<<<<
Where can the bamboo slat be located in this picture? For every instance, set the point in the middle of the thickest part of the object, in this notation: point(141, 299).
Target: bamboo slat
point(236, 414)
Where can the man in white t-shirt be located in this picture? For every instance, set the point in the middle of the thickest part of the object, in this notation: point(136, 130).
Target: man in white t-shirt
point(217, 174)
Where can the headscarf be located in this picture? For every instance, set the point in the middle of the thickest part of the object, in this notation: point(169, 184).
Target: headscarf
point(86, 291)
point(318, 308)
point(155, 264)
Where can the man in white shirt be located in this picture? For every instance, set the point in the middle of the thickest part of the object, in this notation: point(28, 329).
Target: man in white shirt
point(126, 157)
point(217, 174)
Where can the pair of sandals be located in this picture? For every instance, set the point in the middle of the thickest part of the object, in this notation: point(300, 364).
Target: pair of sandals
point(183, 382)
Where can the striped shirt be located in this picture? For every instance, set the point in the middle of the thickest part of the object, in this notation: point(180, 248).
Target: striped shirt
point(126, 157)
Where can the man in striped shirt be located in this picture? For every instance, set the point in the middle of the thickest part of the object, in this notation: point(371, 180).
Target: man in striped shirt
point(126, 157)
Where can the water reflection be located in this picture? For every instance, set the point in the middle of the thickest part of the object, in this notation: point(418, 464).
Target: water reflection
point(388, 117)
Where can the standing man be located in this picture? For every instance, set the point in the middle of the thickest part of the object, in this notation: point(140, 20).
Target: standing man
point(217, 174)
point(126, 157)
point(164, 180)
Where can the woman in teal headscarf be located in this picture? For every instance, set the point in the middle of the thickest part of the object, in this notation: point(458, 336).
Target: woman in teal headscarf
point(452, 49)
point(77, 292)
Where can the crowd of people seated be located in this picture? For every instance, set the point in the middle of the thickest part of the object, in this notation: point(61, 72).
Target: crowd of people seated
>>>>
# [Exercise]
Repeat the entries word for word, from the very beginning through the line that contains "point(183, 382)", including that line.

# [Answer to the task]
Where can the bamboo slat be located in this picture? For every instance, set the point in the middle of the thickest part of the object, in this notation: point(141, 299).
Target: bamboo slat
point(236, 414)
Where can the man in white t-shirt be located in this picture? For every instance, set the point in the middle of the thickest part of the object, in this notation: point(136, 130).
Target: man in white t-shirt
point(217, 174)
Where can the headscarf be located in this picture? For every instance, set the point in the middle of the thickest part of the object, in this notation: point(169, 184).
Target: headscarf
point(86, 291)
point(318, 308)
point(155, 264)
Where can the man in white shirt be located in this picture? For every instance, set the point in the middle of the thickest part of the object, in this notation: point(28, 329).
Target: man in white shirt
point(126, 157)
point(217, 174)
Where can the pair of sandals be located in this picture? For every instance, set the point in the middle of the thickest part of the object, in this notation: point(300, 364).
Target: pair of sandals
point(183, 382)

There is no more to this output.